TANTANGAN
**1.** Dalam tulisan tentang dinasti Sukarno, partai apa yang selalu dipesankan ayah penulis untuk dipilih?
**2.** Tuliskan ulang bagian tulisan tentang dinasti Sukarno yang dimulai dari "Politik. Sumber ilustrasi: FREEPIK/Freepik" dan berlanjut hingga "dinastinya tidak pergi.".

POTONGAN TEKS

Lihat ke Halaman Asli

Dinasti Sukarno – Megawati Sukarnoputri

Diperbarui: 26 Juni 2015   16:57

Kompasiana adalah platform blog. Konten ini menjadi tanggung jawab bloger dan tidak mewakili pandangan redaksi Kompas.

Politik. Sumber ilustrasi: FREEPIK/Freepik

Waktu saya kecil, ketika partai hanya tiga, ayah saya selalu berpesan, bila memilih partai pilihlah PDI. Alasannya partai ini nasionalis dan yang paling penting buat dia, Sukarno segala-galanya baginya. Ayah saya ternyata pengagum berat Sukarno, pidato-pidatonya selalu diingatnya. Salah satu yang saya ingat, "Inggris kita linggis, Amerika kita setrika!" Dan bila ayah saya duduk di warung kopi di sebuah desa di Yangbatu Denpasar dulu dengan para tetangga, maka pembicaraan tentang Bung Karno adalah hal yang tak terpisahkan. Tentu pembicaraan ini tidak terlalu lantang, apalagi masih adanya trauma PKI waktu itu. Hal itu yang masih saya ingat. Kala Sukarno telah pergi, ternyata dinastinya tidak pergi.

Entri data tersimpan
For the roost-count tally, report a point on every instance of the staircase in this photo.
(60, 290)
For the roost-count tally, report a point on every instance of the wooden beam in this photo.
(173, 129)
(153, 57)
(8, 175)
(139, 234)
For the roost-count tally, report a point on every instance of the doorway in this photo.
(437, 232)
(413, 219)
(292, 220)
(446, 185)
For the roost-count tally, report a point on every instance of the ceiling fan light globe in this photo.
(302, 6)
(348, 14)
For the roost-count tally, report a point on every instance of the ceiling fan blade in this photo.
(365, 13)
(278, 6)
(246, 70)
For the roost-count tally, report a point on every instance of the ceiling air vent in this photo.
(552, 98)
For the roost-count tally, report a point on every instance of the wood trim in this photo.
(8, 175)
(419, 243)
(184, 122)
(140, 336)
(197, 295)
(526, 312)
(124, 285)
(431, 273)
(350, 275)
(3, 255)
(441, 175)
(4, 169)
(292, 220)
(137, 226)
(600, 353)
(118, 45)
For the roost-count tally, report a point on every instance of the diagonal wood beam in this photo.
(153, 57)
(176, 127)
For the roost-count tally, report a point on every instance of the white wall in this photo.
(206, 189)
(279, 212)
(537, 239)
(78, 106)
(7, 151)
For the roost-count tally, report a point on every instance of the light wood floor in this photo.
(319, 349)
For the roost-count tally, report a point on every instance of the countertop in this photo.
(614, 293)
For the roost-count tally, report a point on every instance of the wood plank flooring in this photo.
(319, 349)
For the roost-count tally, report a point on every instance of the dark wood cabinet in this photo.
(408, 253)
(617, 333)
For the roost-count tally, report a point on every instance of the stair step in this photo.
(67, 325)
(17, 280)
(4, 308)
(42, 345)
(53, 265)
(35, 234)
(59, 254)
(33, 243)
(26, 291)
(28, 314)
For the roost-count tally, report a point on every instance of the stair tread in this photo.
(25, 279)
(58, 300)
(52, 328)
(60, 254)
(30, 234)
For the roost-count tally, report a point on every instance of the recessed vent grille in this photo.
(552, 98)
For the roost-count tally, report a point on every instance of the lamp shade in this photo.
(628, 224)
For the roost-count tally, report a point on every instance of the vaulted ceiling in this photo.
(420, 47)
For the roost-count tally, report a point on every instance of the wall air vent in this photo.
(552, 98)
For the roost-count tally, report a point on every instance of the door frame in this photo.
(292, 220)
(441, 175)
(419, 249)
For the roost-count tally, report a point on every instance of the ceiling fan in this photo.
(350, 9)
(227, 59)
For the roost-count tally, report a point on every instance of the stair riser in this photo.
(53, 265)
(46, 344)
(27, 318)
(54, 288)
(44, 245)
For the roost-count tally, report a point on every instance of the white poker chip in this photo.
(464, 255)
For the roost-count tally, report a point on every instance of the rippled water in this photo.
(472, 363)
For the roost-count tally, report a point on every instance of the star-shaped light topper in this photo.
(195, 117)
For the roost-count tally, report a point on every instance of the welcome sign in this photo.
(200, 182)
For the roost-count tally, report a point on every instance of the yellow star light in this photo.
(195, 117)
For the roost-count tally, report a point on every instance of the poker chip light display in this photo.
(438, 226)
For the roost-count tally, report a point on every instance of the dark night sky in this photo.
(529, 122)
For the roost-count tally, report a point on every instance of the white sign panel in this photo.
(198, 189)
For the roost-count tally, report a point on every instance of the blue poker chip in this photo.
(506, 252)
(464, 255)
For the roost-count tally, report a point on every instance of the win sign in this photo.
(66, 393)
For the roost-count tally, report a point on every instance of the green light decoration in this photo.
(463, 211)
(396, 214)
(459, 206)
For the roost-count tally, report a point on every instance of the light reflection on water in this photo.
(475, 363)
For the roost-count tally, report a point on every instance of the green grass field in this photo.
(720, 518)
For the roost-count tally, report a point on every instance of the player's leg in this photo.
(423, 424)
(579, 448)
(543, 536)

HASIL PER TUGAS
**1.** PDI.

**2.**
Politik. Sumber ilustrasi: FREEPIK/Freepik

Waktu saya kecil, ketika partai hanya tiga, ayah saya selalu berpesan, bila memilih partai pilihlah PDI. Alasannya partai ini nasionalis dan yang paling penting buat dia, Sukarno segala-galanya baginya. Ayah saya ternyata pengagum berat Sukarno, pidato-pidatonya selalu diingatnya. Salah satu yang saya ingat, "Inggris kita linggis, Amerika kita setrika!" Dan bila ayah saya duduk di warung kopi di sebuah desa di Yangbatu Denpasar dulu dengan para tetangga, maka pembicaraan tentang Bung Karno adalah hal yang tak terpisahkan. Tentu pembicaraan ini tidak terlalu lantang, apalagi masih adanya trauma PKI waktu itu. Hal itu yang masih saya ingat. Kala Sukarno telah pergi, ternyata dinastinya tidak pergi.